### Problem details
Pick out each line in the entries below that contains the word "railway", and copy those lines in full.

### The records
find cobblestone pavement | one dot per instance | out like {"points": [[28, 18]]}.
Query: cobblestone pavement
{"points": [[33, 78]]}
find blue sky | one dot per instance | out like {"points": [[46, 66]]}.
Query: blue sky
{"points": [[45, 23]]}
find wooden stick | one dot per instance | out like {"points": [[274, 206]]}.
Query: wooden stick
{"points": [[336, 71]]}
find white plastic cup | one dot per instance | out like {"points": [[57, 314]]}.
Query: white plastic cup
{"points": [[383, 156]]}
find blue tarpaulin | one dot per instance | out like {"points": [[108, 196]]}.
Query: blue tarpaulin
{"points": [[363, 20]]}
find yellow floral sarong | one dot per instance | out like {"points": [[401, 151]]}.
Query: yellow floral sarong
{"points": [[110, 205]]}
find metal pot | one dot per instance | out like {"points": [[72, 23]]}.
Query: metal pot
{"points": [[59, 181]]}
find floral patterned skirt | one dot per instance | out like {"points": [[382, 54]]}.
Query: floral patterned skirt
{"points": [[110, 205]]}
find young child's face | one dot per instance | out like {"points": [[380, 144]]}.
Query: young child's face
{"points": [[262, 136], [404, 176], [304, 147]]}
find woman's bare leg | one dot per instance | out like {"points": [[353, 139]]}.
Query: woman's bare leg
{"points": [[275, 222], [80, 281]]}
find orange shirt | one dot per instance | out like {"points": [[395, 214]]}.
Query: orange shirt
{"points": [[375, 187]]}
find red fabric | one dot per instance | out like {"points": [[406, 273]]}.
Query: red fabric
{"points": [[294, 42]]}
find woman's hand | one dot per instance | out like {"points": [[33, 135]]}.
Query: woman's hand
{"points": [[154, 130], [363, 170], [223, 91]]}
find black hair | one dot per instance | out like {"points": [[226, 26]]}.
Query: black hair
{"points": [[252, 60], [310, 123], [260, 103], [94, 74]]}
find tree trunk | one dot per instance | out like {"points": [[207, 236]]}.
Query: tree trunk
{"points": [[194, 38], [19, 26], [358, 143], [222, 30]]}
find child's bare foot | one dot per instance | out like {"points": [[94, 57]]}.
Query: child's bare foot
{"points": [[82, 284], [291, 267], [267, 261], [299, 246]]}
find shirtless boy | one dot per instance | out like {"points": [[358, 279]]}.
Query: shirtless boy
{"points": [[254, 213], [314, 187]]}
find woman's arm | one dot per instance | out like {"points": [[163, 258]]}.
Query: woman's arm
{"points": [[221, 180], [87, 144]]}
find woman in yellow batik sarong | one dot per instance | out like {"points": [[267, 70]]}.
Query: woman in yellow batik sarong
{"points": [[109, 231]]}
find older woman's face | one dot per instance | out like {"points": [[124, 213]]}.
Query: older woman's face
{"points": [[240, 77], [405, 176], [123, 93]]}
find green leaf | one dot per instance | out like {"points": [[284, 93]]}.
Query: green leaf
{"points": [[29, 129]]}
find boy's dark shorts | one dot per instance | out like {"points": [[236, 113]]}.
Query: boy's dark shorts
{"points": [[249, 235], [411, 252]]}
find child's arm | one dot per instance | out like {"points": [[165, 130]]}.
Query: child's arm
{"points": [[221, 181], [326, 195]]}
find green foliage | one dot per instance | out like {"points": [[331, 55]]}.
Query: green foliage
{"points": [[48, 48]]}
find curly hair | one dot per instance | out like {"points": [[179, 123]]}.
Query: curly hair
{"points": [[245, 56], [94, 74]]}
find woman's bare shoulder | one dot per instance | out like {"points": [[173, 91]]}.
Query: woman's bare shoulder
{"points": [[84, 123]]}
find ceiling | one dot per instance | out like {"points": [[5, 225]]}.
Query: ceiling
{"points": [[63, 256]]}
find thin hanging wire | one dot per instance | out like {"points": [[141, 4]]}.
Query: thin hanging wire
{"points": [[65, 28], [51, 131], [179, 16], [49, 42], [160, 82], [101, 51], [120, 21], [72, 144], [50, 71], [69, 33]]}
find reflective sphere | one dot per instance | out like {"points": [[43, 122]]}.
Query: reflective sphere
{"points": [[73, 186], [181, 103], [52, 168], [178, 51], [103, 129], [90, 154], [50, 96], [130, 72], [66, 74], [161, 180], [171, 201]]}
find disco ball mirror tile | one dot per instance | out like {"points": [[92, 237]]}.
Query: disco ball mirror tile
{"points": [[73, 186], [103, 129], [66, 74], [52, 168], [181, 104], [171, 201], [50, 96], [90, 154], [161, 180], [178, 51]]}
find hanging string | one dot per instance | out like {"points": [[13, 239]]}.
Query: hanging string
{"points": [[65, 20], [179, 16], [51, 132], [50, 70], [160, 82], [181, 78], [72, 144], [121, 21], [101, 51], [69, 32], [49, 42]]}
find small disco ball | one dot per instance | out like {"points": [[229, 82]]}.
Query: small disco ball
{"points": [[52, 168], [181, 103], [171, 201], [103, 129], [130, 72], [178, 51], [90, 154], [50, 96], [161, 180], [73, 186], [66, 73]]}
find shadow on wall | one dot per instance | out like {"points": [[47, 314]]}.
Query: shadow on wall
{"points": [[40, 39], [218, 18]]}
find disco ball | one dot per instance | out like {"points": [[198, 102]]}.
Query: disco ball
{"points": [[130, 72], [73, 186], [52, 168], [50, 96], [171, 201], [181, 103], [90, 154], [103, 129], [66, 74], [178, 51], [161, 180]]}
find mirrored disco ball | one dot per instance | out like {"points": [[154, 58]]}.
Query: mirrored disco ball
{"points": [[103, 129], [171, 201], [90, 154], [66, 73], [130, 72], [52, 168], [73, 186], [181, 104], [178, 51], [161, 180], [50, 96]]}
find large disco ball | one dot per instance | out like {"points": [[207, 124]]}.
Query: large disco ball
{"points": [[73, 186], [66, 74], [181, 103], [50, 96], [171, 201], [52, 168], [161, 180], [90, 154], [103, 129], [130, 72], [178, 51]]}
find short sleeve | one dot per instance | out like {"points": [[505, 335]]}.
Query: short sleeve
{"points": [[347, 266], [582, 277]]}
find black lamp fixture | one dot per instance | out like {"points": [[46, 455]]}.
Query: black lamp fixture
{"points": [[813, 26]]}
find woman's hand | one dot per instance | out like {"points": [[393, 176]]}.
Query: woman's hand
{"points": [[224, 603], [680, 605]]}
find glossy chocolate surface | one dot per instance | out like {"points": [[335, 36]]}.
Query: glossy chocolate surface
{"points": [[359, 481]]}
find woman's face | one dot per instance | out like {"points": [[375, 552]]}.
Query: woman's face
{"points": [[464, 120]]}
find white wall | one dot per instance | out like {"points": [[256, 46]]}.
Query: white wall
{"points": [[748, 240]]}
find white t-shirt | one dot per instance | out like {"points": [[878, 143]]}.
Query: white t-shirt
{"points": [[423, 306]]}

--

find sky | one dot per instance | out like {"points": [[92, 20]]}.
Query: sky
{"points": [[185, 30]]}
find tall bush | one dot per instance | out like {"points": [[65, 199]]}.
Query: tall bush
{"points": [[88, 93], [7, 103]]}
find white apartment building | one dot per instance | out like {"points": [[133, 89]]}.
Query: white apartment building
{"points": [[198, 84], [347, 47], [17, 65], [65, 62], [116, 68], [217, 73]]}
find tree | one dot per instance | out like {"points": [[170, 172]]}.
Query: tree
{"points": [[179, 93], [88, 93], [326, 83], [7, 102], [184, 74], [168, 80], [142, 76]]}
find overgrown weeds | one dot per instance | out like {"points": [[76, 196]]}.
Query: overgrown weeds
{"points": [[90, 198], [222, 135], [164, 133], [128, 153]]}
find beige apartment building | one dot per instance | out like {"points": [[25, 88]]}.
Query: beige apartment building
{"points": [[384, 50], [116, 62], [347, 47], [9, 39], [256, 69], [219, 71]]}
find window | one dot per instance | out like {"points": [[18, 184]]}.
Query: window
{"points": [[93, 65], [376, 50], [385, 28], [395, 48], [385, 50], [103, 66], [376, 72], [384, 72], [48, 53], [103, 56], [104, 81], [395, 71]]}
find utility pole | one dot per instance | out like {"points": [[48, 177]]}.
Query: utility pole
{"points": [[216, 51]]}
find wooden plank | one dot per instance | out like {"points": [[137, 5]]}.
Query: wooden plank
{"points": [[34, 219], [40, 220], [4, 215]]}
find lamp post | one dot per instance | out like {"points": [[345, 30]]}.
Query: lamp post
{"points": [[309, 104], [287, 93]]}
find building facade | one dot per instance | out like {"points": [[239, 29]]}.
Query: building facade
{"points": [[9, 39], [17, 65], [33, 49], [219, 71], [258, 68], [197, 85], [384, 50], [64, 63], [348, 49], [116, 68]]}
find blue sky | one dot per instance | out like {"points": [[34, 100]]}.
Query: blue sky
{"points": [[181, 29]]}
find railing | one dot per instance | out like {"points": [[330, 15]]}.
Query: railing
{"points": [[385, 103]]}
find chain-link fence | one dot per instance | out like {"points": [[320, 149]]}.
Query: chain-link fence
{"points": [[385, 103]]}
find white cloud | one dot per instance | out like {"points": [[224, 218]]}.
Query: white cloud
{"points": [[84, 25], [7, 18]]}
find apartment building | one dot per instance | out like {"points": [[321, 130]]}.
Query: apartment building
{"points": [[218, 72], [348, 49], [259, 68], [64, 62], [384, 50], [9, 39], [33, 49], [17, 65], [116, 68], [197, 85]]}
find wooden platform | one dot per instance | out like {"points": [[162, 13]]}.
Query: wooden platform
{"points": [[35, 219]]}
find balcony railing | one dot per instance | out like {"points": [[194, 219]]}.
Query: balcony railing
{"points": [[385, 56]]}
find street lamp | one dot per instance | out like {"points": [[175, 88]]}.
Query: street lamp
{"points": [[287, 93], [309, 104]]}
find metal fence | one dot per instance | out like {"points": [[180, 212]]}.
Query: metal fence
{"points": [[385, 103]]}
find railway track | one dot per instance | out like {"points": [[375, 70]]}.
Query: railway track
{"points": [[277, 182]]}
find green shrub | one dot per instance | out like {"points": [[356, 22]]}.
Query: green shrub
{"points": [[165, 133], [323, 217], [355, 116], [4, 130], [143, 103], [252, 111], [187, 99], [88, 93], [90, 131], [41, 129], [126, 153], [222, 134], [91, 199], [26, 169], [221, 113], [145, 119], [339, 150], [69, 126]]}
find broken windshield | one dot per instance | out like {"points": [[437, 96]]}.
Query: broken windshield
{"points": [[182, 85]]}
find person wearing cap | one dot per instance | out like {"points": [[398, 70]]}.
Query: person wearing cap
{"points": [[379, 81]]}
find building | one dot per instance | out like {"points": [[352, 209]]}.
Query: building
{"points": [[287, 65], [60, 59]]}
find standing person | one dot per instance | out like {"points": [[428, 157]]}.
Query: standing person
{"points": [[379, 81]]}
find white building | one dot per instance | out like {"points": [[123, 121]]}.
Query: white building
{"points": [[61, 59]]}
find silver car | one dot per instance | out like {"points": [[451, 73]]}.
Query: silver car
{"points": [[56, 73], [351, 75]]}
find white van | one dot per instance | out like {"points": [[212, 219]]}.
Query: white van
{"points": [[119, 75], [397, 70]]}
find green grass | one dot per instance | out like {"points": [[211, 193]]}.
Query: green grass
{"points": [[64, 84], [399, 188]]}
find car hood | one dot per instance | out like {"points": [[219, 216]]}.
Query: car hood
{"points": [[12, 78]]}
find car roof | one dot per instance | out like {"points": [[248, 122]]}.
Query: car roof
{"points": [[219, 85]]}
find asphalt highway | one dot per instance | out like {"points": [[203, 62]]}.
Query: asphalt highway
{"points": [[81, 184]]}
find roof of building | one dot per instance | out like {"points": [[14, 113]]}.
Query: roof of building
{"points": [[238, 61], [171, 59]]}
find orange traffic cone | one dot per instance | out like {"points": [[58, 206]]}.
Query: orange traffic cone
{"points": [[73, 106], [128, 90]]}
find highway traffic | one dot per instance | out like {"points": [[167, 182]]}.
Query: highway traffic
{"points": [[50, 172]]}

### Task response
find railway track | one dot per instance | out like {"points": [[375, 70]]}.
Query: railway track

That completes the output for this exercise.